(Source data begins)
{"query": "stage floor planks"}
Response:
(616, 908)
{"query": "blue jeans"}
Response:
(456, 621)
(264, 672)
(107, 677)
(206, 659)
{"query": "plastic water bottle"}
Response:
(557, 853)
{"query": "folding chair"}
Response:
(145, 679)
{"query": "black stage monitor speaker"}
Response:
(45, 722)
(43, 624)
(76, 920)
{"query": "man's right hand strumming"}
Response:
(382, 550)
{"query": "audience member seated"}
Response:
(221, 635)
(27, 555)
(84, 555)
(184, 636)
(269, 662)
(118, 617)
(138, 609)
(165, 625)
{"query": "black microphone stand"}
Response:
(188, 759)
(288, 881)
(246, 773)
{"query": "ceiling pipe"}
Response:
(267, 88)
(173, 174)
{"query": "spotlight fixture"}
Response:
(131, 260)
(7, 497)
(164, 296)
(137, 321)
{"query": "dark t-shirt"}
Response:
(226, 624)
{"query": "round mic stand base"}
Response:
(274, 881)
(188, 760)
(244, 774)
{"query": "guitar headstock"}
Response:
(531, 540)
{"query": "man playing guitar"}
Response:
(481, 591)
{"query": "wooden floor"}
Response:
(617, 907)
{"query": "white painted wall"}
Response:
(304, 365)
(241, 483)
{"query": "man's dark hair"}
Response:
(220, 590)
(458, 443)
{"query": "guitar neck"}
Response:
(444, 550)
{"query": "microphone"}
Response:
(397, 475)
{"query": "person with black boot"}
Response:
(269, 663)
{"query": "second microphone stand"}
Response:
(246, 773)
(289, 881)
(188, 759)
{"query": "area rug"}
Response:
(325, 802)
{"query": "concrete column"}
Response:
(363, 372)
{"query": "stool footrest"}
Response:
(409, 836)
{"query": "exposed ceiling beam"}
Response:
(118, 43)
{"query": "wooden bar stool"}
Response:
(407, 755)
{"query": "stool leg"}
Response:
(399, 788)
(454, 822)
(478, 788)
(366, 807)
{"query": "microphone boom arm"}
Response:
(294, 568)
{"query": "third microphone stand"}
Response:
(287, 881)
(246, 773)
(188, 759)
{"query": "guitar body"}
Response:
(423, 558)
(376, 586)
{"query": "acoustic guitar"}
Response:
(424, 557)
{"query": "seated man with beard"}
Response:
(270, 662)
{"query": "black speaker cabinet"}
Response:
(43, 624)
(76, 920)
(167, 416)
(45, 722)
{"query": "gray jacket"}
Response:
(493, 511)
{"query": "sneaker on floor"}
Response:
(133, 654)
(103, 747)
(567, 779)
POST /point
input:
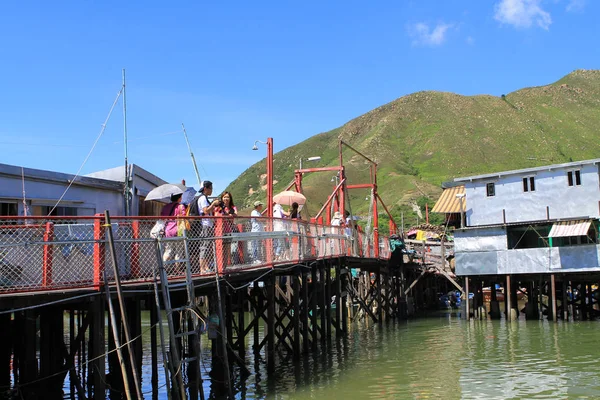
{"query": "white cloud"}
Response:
(522, 13)
(575, 5)
(423, 35)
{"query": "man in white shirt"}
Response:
(207, 245)
(279, 225)
(256, 227)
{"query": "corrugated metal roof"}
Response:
(570, 228)
(528, 170)
(449, 203)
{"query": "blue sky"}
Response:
(235, 72)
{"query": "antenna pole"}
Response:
(192, 155)
(125, 141)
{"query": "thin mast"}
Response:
(125, 140)
(192, 155)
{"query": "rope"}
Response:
(103, 128)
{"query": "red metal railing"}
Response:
(54, 253)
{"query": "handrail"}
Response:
(58, 253)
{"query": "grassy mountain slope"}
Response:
(425, 138)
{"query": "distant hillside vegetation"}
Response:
(425, 138)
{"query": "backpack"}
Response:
(193, 210)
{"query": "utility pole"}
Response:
(126, 172)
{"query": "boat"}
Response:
(487, 294)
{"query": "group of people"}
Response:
(223, 206)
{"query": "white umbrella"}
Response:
(164, 191)
(287, 197)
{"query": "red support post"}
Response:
(135, 249)
(295, 243)
(220, 256)
(241, 255)
(48, 254)
(269, 243)
(98, 251)
(270, 177)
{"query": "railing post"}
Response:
(220, 256)
(241, 253)
(313, 247)
(48, 254)
(135, 249)
(98, 251)
(376, 242)
(295, 243)
(269, 250)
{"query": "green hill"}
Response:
(425, 138)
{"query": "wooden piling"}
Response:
(565, 300)
(305, 312)
(271, 322)
(508, 299)
(154, 348)
(296, 316)
(314, 300)
(5, 350)
(553, 289)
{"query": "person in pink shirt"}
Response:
(173, 209)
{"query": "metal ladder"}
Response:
(177, 362)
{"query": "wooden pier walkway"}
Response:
(295, 281)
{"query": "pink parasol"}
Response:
(287, 197)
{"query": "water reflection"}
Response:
(439, 357)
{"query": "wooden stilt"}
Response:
(508, 298)
(323, 303)
(154, 348)
(5, 351)
(241, 339)
(467, 305)
(314, 300)
(305, 312)
(378, 297)
(257, 312)
(565, 300)
(296, 316)
(344, 297)
(51, 339)
(271, 322)
(97, 366)
(590, 302)
(553, 290)
(28, 364)
(328, 300)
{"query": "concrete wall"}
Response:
(88, 200)
(484, 239)
(583, 258)
(551, 190)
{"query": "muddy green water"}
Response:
(434, 357)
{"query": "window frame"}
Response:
(528, 183)
(574, 177)
(491, 185)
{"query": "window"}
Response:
(8, 209)
(58, 211)
(529, 184)
(574, 178)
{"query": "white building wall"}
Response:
(484, 252)
(551, 190)
(46, 193)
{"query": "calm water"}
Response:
(438, 357)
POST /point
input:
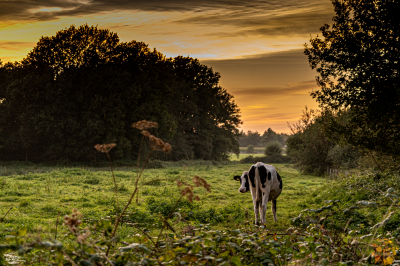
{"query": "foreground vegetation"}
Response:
(321, 221)
(37, 199)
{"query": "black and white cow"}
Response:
(265, 184)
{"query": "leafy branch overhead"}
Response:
(357, 59)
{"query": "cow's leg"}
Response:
(264, 206)
(256, 211)
(273, 208)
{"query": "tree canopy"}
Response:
(357, 59)
(83, 86)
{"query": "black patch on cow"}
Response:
(263, 175)
(252, 175)
(280, 181)
(246, 184)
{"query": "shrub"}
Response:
(250, 149)
(273, 149)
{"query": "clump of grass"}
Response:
(24, 203)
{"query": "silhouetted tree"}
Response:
(359, 75)
(83, 86)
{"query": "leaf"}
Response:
(22, 231)
(179, 249)
(189, 258)
(388, 261)
(236, 261)
(169, 255)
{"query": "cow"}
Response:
(265, 184)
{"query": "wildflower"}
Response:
(167, 148)
(142, 125)
(73, 221)
(81, 238)
(201, 182)
(188, 192)
(146, 133)
(105, 148)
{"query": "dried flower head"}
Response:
(201, 182)
(188, 192)
(146, 133)
(142, 125)
(82, 237)
(73, 221)
(104, 147)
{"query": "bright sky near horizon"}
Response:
(256, 45)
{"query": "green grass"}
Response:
(258, 151)
(38, 198)
(241, 156)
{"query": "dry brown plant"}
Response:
(105, 148)
(73, 221)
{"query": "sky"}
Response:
(256, 45)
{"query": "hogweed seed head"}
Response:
(201, 182)
(81, 238)
(105, 148)
(146, 133)
(142, 125)
(188, 192)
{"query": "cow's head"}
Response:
(244, 182)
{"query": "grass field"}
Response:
(36, 199)
(241, 156)
(258, 151)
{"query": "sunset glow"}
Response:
(257, 47)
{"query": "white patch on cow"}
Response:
(243, 181)
(261, 195)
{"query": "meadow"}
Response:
(37, 198)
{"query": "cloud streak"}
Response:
(232, 18)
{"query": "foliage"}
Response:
(357, 62)
(308, 146)
(273, 149)
(250, 149)
(83, 86)
(345, 156)
(257, 140)
(265, 159)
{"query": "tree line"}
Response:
(83, 87)
(357, 60)
(257, 140)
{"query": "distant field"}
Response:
(243, 155)
(36, 199)
(258, 150)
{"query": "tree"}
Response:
(273, 149)
(358, 64)
(83, 86)
(250, 149)
(308, 146)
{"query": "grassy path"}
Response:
(37, 199)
(Source data ends)
Work request - Only the lines that hold the word "tree" are wanted; each should be pulled from the records.

Answer to this task -
{"query": "tree canopy"}
{"query": "silhouetted tree"}
{"query": "tree line"}
{"query": "tree"}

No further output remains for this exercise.